*** Opening of Source material ***
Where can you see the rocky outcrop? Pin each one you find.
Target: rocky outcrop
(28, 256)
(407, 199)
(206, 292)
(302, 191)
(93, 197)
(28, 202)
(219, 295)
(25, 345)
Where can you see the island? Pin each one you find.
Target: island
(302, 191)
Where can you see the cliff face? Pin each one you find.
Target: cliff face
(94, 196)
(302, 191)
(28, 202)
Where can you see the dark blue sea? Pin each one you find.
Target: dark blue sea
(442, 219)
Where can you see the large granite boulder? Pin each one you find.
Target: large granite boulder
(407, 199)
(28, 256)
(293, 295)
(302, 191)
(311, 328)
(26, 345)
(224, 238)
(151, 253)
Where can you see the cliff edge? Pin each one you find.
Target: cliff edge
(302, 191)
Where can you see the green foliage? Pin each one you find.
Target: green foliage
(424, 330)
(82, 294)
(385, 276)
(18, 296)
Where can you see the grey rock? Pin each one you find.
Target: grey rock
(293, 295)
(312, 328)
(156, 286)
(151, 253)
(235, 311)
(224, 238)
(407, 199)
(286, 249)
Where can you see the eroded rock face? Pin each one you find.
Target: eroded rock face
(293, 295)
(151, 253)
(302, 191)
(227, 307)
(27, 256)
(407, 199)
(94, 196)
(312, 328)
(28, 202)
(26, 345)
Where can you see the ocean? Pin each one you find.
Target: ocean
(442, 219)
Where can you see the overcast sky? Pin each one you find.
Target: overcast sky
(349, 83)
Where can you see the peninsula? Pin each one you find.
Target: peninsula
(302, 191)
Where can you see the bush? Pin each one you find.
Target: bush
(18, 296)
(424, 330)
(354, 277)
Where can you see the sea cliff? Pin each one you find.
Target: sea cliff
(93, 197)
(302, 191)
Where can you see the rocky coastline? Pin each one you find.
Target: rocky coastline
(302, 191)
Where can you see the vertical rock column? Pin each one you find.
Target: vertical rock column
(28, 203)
*** Close of Source material ***
| Assignment |
Print all of the entries exactly as they appear.

| Answer to this problem |
Where can you see the rocky outcrop? Pin each one you find.
Target: rocky outcrop
(28, 256)
(407, 199)
(206, 292)
(302, 191)
(93, 197)
(28, 202)
(219, 295)
(25, 345)
Where can you see the island? Pin each one you find.
Target: island
(302, 191)
Where can you see the cliff face? Pin each one you find.
Target: cliff face
(94, 196)
(302, 191)
(28, 202)
Where can you see the dark blue sea? Pin each one you find.
Target: dark blue sea
(442, 219)
Where can you see the large granite boulder? Pin each one you find.
Target: large granite boulder
(407, 199)
(28, 256)
(293, 295)
(302, 191)
(311, 328)
(26, 345)
(224, 238)
(151, 253)
Where can you see the cliff edge? Pin each one you find.
Target: cliff edge
(302, 191)
Where can you see the green foliage? Pin each one you find.
Target: green foliage
(424, 330)
(82, 294)
(385, 276)
(18, 296)
Where can you see the grey rock? Pin each one you find.
Target: grey rock
(293, 295)
(312, 328)
(156, 286)
(151, 253)
(235, 311)
(224, 238)
(407, 199)
(286, 249)
Where can you see the eroded rock face? Pin each one you find.
Target: eroded rock face
(293, 295)
(151, 253)
(302, 191)
(227, 307)
(27, 256)
(407, 199)
(94, 196)
(312, 328)
(28, 202)
(26, 345)
Where can you see the ocean? Pin each one you find.
Target: ocean
(442, 219)
Where can you see the overcast sky? Pin each one you find.
Target: overcast sky
(349, 83)
Where can you see the peninsula? Pin each one you find.
Target: peninsula
(302, 191)
Where can you see the bush? Pin each one you find.
Target: bush
(18, 296)
(424, 330)
(354, 277)
Where can you see the sea cliff? Pin each one you find.
Target: sea cliff
(93, 197)
(302, 191)
Where can you see the rocky coastline? Pin each one you find.
Target: rocky coastline
(302, 191)
Where can you see the vertical rock column? Pin each one you find.
Target: vertical rock column
(28, 203)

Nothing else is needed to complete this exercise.